> **Metin parçası**
-=-=-=-=-

Ana içeriğe geç

PR-E6 Dispatcher Canary Monitoring (24h)

1. Amac

Saha sorunu: Zeus EMS OCPP backend dispatcher'i, backend uptime saatler icinde dolduğunda 504 timeout vermeye basliyor. Manuel docker compose restart backend ile geciyor; hipoteze gore Redis pubsub session corrupt + listen_commands restart loop birbirini tetikliyor.

Hipotez: redis-py 5.x async-iterator generator'inde asyncio.CancelledError yutuluyor → outer retry loop generic except Exception path'ine dusuyor → sonsuz restart loop + pubsub session corrupt.

Fix (PR-E6): pubsub.listen() async-iterator pattern → pubsub.get_message(timeout=1.0, ignore_subscribe_messages=True) polling pattern'a refactor. CancelledError dogru propagate eder, outer loop sadece gercek bagli sorunlarda devreye girer.

Onceki fix (PR-E1): Redis owner-registry TTL refresh — heartbeat handler her cihaz heartbeat'inde TTL uzatir (zombie temizligi + owner consistency).

Birim test reproduce edemedi. Bu nedenle 24 saatlik production canary monitoring zorunlu. Eger fix yardimci olmazsa alternatif hipotezler (Redis pool exhaustion, EMQX broker, gunicorn worker recycle) arastirilmali.

2. Yeni Metrikler (PR-E6 canary)

MetricTipLabelAnlam
ocpp_dispatcher_loop_errors_totalCountererror_kind (5 deger)listen_commands outer retry loop hata sayaci. 24h boyunca 0 olmali.
ocpp_dispatcher_listening_activeGaugeyokAktif listen_commands task sayisi. ocpp_ws_connections_active'e yakin olmali.
ocpp_command_timeouts_total{timeout_kind="pubsub"}Counter (mevcut)action, timeout_kindCaller-side reply hic gelmedi durumu. PR-E6 fix sonrasi sadece gercek charger offline'da artmali.

error_kind whitelist (cardinality kontrol — max 5):

  • redis_connection — RedisConnectionError / ConnectionError
  • os_error — OSError (socket/dns)
  • timeout — asyncio.TimeoutError (beklenmedik path)
  • cancelled — CancelledError generic loop'a sizdi (BUG sinyali, asla olmamalı)
  • unknown — yukaridakine uymayan generic Exception

3. 24h Checkpoint Tablosu

Canary deploy sonrasi docker compose ps ile backend up/healthy oldugunu dogrula, ardindan asagidaki saatlerde Grafana OCPP Charger Fleet > PR-E6 Dispatcher Canary row'unu ac.

ZamanKontrolBeklenenAksiyon (eger sapma varsa)
T+0 (deploy sonrasi)Backend uptime panel'iYeni baslangic (saniye duzeyinde)

-=-=-=-=-

> **Görev 1**
Yukarıdaki PR-E6 izleme metninde "error_kind whitelist (cardinality" ile "Canary row'unu ac." arasında kalan bölümü, her iki uç da dahil olmak üzere, harfi harfine yazıya geçirin.
> **Görev 2**
Aşağıdaki kayıtlarda "railing" dizgesini içeren bütün satırları toplayın. Büyük ve küçük harf farkı gözetilmelidir.

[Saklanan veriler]
-=-=-=-=-

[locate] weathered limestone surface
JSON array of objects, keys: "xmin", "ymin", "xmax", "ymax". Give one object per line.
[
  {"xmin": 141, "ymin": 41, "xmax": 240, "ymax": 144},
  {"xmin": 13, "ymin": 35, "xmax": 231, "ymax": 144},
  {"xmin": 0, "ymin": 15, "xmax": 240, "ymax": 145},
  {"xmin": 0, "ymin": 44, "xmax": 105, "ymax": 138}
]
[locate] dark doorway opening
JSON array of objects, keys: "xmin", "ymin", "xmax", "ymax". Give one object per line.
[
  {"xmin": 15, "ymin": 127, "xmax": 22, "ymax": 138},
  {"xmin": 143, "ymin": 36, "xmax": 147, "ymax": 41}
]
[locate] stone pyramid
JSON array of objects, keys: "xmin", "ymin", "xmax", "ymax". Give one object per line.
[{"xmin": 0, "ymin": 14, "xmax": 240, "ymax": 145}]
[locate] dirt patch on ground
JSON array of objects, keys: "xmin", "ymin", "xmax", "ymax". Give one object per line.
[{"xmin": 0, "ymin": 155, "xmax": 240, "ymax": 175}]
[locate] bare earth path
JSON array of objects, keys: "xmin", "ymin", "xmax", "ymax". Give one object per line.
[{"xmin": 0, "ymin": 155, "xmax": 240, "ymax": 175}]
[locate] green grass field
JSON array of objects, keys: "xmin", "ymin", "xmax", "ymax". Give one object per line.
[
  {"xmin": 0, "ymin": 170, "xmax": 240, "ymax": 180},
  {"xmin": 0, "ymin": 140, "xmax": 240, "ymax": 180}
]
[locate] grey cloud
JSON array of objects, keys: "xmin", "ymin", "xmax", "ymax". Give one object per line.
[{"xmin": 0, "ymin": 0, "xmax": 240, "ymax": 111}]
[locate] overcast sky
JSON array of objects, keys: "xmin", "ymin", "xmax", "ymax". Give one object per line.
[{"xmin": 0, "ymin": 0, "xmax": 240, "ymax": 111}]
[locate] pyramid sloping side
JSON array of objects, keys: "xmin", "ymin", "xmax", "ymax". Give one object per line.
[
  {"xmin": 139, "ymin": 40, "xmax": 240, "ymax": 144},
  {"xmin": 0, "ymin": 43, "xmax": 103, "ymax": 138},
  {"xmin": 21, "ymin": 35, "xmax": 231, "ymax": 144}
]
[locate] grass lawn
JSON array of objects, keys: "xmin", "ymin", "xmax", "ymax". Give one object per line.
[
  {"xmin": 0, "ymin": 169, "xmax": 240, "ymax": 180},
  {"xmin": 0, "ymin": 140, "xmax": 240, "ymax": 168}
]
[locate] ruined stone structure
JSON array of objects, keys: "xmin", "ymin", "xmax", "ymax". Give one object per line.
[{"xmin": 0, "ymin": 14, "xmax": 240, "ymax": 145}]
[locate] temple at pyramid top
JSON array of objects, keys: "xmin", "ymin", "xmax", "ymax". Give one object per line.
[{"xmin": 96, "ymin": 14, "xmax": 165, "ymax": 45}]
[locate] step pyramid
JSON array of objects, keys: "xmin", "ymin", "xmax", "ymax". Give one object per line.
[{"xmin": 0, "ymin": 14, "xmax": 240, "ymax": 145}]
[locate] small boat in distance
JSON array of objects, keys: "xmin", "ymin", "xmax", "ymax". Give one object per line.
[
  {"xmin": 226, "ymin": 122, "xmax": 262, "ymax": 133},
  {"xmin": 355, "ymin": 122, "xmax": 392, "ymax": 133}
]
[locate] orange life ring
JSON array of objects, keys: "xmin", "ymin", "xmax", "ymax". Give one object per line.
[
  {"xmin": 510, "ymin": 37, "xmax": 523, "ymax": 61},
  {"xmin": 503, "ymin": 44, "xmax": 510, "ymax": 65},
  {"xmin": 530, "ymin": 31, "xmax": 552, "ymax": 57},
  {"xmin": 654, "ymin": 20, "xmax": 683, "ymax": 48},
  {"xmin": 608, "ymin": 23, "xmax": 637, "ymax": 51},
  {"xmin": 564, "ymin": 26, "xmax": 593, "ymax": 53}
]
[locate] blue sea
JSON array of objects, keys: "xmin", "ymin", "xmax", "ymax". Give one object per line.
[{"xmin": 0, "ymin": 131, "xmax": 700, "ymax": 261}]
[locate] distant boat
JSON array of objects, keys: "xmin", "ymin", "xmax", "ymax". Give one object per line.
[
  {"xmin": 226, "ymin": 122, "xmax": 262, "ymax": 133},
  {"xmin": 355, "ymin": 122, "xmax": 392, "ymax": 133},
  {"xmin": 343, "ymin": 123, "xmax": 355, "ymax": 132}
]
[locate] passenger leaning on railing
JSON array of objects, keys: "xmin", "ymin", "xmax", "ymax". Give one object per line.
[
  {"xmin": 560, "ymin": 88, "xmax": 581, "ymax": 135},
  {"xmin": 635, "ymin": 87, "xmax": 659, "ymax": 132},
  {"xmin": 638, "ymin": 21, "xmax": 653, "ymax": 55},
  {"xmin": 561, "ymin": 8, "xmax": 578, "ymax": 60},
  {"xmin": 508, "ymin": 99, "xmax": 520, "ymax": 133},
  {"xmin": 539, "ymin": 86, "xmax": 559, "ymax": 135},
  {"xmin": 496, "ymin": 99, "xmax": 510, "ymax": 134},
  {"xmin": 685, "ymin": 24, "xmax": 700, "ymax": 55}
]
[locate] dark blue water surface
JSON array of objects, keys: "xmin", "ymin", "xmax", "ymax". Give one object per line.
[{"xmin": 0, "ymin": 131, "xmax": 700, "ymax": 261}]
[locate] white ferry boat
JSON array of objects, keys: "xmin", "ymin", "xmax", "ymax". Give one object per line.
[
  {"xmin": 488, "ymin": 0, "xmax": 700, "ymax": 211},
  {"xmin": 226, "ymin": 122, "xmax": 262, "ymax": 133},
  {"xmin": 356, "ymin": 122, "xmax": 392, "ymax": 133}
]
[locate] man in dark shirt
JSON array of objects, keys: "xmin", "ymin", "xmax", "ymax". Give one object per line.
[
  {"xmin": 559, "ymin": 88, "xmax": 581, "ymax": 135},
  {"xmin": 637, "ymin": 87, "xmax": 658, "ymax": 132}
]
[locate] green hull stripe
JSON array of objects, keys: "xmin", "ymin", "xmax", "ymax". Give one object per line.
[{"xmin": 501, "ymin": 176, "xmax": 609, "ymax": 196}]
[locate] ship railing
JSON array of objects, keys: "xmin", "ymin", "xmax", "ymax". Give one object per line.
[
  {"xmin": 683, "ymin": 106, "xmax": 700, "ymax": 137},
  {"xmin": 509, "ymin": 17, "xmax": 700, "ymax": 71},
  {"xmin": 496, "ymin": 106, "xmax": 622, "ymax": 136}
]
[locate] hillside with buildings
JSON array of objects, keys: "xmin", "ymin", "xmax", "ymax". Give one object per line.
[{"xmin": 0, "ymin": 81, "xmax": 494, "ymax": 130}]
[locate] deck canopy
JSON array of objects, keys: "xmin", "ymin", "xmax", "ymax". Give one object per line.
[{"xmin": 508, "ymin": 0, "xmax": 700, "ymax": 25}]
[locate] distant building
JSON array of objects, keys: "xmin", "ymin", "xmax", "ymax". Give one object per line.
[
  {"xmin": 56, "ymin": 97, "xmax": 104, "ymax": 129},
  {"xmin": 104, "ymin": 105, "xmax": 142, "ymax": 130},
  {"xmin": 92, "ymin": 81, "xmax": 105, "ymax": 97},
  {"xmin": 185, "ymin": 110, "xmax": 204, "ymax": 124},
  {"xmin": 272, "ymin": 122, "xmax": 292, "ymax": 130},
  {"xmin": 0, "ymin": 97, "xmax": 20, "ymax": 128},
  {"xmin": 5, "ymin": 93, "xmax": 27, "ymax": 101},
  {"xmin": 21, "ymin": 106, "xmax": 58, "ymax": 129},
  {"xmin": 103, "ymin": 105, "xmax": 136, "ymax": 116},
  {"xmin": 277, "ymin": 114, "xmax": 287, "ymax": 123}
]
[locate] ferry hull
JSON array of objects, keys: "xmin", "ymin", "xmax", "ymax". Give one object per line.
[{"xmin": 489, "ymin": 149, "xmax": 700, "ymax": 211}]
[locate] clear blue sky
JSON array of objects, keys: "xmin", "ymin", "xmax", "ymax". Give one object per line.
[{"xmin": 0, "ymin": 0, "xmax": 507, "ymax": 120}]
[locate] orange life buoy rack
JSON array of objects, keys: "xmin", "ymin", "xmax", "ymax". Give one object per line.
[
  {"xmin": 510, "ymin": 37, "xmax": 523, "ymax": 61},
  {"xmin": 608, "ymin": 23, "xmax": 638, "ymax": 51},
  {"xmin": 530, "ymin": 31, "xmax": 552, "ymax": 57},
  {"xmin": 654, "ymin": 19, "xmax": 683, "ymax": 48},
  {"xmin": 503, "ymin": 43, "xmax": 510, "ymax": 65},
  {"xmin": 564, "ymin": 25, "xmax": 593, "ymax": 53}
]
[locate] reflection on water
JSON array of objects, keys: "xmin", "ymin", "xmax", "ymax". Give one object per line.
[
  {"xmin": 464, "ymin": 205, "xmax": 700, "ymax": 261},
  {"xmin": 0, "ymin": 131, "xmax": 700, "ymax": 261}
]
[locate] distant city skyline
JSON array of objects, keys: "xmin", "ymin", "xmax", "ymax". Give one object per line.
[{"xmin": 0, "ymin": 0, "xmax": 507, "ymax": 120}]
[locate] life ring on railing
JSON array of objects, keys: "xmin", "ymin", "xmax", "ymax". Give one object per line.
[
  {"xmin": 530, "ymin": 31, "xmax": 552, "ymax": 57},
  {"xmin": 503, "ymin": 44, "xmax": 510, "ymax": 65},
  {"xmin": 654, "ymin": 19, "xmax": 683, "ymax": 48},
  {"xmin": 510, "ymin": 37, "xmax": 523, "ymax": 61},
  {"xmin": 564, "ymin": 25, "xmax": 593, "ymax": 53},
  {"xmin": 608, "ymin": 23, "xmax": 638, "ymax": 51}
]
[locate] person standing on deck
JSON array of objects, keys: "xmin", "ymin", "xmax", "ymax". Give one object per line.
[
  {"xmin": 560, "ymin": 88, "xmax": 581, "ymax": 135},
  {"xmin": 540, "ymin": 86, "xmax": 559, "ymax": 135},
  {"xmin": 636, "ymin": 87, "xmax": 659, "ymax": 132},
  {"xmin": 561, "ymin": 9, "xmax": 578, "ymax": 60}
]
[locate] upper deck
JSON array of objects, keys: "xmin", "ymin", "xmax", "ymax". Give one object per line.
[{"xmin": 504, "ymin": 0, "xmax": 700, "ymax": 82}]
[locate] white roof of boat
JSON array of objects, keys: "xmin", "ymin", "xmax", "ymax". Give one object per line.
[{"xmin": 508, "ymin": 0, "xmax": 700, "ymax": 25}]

-=-=-=-=-

> **Doğru yanıt 1**
error_kind whitelist (cardinality kontrol — max 5):

  • redis_connection — RedisConnectionError / ConnectionError
  • os_error — OSError (socket/dns)
  • timeout — asyncio.TimeoutError (beklenmedik path)
  • cancelled — CancelledError generic loop'a sizdi (BUG sinyali, asla olmamalı)
  • unknown — yukaridakine uymayan generic Exception

3. 24h Checkpoint Tablosu

Canary deploy sonrasi docker compose ps ile backend up/healthy oldugunu dogrula, ardindan asagidaki saatlerde Grafana OCPP Charger Fleet > PR-E6 Dispatcher Canary row'unu ac.

> **Doğru yanıt 2**
[locate] passenger leaning on railing
[locate] ship railing
[locate] life ring on railing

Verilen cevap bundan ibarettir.